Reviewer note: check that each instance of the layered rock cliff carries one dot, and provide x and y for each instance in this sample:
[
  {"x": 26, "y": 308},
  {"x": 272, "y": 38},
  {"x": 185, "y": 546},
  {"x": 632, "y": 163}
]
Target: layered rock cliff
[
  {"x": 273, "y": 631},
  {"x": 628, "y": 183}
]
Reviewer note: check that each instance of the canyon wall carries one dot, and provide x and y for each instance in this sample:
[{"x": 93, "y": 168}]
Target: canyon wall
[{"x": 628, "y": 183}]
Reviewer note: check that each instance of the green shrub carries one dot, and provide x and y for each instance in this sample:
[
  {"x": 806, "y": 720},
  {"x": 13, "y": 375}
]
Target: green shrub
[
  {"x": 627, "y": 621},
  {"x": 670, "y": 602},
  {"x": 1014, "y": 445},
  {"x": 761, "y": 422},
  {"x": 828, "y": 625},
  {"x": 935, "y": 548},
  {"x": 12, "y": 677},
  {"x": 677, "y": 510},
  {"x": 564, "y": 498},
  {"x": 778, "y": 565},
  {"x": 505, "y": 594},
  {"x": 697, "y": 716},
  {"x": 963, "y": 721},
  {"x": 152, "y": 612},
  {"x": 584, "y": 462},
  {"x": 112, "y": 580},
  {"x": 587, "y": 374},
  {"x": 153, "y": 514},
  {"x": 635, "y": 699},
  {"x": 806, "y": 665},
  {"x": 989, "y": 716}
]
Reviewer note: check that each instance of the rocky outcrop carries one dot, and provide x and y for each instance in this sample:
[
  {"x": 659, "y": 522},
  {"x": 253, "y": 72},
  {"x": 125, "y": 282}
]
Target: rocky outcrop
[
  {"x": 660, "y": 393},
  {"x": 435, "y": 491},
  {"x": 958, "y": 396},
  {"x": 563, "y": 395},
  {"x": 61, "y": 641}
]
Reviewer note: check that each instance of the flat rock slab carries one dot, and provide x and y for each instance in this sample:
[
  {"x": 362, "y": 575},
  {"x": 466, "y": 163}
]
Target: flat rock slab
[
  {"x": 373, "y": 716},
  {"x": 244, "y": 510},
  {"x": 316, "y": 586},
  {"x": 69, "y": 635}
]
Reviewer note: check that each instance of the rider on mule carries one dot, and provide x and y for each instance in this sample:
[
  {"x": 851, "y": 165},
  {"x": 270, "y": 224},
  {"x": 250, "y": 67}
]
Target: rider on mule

::::::::::

Task goal – Scale everything from the line containing "Reviewer note: check that each instance of the flat" down to the end of the records, reproducing every line with its request. Multiply each answer coordinate by 1.4 and round to a whole number, with halves rounding up. Leave the sample coordinates in the requests unchanged.

Solution to the exercise –
Reviewer note: check that each instance of the flat rock slab carries one dot, and provide x and y for each instance in this sample:
[
  {"x": 362, "y": 575},
  {"x": 466, "y": 163}
]
Target: flat rock slab
[
  {"x": 522, "y": 1002},
  {"x": 342, "y": 714},
  {"x": 442, "y": 820},
  {"x": 97, "y": 889}
]
Reviewer note: check that each instance of the rider on mule carries one dot, and provide x and y for each instance in this sample:
[
  {"x": 851, "y": 165},
  {"x": 270, "y": 224},
  {"x": 250, "y": 67}
]
Target: rider on mule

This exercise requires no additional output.